- [DOSTARCZONE DANE]:

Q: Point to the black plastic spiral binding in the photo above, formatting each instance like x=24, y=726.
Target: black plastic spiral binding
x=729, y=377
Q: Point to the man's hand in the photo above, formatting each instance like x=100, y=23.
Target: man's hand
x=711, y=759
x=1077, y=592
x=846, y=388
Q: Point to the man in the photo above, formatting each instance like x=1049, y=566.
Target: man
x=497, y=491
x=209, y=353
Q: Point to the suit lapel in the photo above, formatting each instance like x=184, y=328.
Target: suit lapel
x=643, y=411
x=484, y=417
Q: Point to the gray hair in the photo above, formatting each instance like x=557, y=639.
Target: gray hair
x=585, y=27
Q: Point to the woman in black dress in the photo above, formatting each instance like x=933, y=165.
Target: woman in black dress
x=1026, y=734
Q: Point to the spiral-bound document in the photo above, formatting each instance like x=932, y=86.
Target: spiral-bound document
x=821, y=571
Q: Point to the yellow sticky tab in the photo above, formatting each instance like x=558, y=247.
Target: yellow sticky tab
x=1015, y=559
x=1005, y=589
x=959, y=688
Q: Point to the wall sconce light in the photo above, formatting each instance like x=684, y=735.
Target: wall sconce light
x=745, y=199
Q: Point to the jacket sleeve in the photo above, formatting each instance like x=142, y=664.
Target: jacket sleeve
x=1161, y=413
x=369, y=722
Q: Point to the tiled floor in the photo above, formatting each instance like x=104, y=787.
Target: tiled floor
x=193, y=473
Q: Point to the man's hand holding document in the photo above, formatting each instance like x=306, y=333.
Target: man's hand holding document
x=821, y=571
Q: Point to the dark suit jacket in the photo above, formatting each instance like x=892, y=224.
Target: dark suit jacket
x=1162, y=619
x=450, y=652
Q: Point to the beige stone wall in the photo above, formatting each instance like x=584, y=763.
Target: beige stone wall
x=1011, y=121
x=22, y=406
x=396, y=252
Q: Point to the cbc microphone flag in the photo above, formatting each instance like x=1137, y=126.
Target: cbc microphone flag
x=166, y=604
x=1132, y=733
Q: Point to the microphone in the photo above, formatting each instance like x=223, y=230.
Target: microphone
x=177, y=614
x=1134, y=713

- [ZADANIE DO WYKONANIA]: Zacytuj bez żadnych zmian wszystkie wiersze powyższego wykazu, od pierwszego do ostatniego.

- [ROZWIĄZANIE ZADANIA]:
Q: Point to the black plastic spiral binding in the photo above, formatting each instance like x=24, y=726.
Target: black plastic spiral binding
x=729, y=377
Q: Point to the man's hand in the photo above, formatting each instance like x=100, y=23.
Target: man's hand
x=711, y=759
x=1077, y=592
x=846, y=388
Q: Point to the man in the photo above, formatting each instance like x=1049, y=566.
Target: man
x=497, y=491
x=209, y=353
Q: Point to the suit lapel in the photo above, formatting each instance like x=184, y=328.
Target: suit lapel
x=643, y=411
x=484, y=417
Q: Point to the gray hair in the photo above, formatting each instance like x=557, y=639.
Target: gray hair
x=585, y=27
Q: Point to the woman in black dress in the photo above, formatting each instance like x=933, y=165.
Target: woman in black dress
x=1026, y=734
Q: Point to the spiral-bound document in the photo above, formatting each instance like x=932, y=86.
Target: spiral-bound document
x=821, y=571
Q: Point to the yellow sticky tab in the photo above, formatting each instance like x=558, y=247.
Target: yellow sticky tab
x=1015, y=559
x=1005, y=589
x=959, y=688
Q: Point to the wall sconce light in the photo above, formatting each instance like x=684, y=735.
Target: wall sconce light
x=745, y=199
Q: Point to the jacket sleeve in the photo above, formatting each instance like x=142, y=664.
Target: jacket sleeve
x=1161, y=413
x=369, y=722
Q: Point to the tiled floor in the photo above, formatting each instance like x=104, y=787.
Target: tiled floor
x=193, y=473
Q: Point to the man's hand holding document in the photo above, formatting each instance like x=306, y=333.
Target: man's hand holding document
x=821, y=571
Q: Point to the dark suit jacket in the photo above, formatting each instance like x=892, y=224.
Target: dark suit jacket
x=1162, y=619
x=450, y=652
Q: Point to the beige stone wall in the photo above, formatting each instance like x=584, y=763.
Target: beige stone wall
x=1011, y=121
x=22, y=406
x=396, y=252
Q: Point to the cbc microphone flag in the photo above, formatting each instance like x=1137, y=126.
Target: cbc microphone flag
x=166, y=604
x=1132, y=733
Q: Point to the microphone in the photo above, formatting each instance like x=223, y=230.
Target: microphone
x=177, y=614
x=1134, y=713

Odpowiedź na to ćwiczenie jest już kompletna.